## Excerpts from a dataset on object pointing
##############################
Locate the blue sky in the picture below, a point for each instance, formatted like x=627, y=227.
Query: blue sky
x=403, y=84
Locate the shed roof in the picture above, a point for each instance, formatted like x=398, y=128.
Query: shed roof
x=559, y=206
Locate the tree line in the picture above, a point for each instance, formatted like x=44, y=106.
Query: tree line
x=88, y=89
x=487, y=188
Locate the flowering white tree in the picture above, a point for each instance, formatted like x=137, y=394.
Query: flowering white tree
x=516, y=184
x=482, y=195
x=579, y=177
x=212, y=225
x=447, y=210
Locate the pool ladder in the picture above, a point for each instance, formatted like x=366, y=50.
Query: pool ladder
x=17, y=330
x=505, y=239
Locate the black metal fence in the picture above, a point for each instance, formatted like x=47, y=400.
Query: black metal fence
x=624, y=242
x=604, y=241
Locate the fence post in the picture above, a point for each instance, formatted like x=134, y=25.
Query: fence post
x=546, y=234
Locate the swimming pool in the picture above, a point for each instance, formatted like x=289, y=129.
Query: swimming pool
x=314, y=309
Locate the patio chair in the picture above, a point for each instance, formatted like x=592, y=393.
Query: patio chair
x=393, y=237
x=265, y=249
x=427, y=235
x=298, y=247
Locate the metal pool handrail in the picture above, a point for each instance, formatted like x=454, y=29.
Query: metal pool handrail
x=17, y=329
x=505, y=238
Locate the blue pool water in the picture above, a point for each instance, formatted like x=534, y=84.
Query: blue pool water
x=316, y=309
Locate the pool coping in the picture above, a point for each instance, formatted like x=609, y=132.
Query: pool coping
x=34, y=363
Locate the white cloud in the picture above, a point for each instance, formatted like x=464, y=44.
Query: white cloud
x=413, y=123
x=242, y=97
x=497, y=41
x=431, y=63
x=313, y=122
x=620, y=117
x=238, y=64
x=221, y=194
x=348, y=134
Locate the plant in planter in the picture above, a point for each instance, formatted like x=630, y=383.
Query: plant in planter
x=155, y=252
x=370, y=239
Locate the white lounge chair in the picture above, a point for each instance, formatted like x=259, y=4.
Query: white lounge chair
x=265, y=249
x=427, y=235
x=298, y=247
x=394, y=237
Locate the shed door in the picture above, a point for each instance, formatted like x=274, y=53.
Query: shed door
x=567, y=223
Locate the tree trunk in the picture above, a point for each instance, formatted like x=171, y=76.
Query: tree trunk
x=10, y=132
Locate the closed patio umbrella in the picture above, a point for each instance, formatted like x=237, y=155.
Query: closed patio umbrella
##############################
## Task prompt
Please convert all of the data above into a JSON list of strings, with one string per line and any blank lines left out.

## Written answer
[
  "Locate the blue sky in the picture below, a point for each instance, formatted like x=627, y=227.",
  "Query: blue sky",
  "x=403, y=84",
  "Locate the shed roof in the picture above, a point for each instance, formatted like x=398, y=128.",
  "Query: shed roof",
  "x=559, y=206",
  "Locate the tree line in the picture above, a point for each instance, formatted like x=44, y=106.",
  "Query: tree line",
  "x=88, y=89",
  "x=487, y=188",
  "Locate the flowering white tree in the picture above, a point for each instance, formatted like x=137, y=394.",
  "Query: flowering white tree",
  "x=516, y=184",
  "x=482, y=195",
  "x=579, y=177",
  "x=212, y=225",
  "x=447, y=210",
  "Locate the pool ladder in the picture above, a point for each instance, formatted like x=366, y=50.",
  "Query: pool ladder",
  "x=17, y=330",
  "x=505, y=239",
  "Locate the black metal fence in the picture above, a point for each instance, formatted like x=47, y=400.",
  "Query: black metal fence",
  "x=624, y=242",
  "x=604, y=241",
  "Locate the fence post in the picture above, a point for each instance, formatted like x=134, y=25.",
  "Query: fence post",
  "x=546, y=234",
  "Locate the swimming pool in the picture above, a point for each instance, formatted like x=289, y=129.",
  "Query: swimming pool",
  "x=314, y=309",
  "Locate the patio chair in the picture above, a point for each instance, formatted like x=592, y=393.",
  "Query: patio chair",
  "x=393, y=237",
  "x=265, y=249",
  "x=427, y=235",
  "x=298, y=247",
  "Locate the metal pool handrail in the picture above, a point for each instance, formatted like x=454, y=29.",
  "Query: metal pool handrail",
  "x=17, y=329",
  "x=505, y=238",
  "Locate the blue pool water in the picture above, a point for each instance, formatted like x=534, y=84.",
  "Query: blue pool water",
  "x=316, y=309",
  "Locate the pool coping in the picture above, a point for each instance, formatted like x=609, y=132.",
  "Query: pool coping",
  "x=34, y=363",
  "Locate the white cloud in the picture above, a point for each instance, formatted like x=464, y=44.",
  "Query: white cloud",
  "x=413, y=123",
  "x=242, y=97",
  "x=497, y=41",
  "x=431, y=63",
  "x=313, y=122",
  "x=620, y=117",
  "x=238, y=64",
  "x=221, y=194",
  "x=348, y=134",
  "Locate the plant in planter in the picture above, a point for each instance, formatted like x=630, y=383.",
  "Query: plant in planter",
  "x=155, y=252",
  "x=370, y=239",
  "Locate the white lounge chair in the picture above, a point for each instance, formatted like x=259, y=4.",
  "Query: white lounge chair",
  "x=265, y=249",
  "x=427, y=235",
  "x=298, y=247",
  "x=394, y=237",
  "Locate the shed door in the picture above, a point for each instance, formatted like x=274, y=53.",
  "Query: shed door",
  "x=567, y=223",
  "Locate the tree trunk in the picture above, a point for each instance, formatted like x=171, y=76.",
  "Query: tree trunk",
  "x=10, y=132",
  "Locate the closed patio umbrella in the picture above, a point for each instance, formatted like x=237, y=155.",
  "Query: closed patio umbrella"
]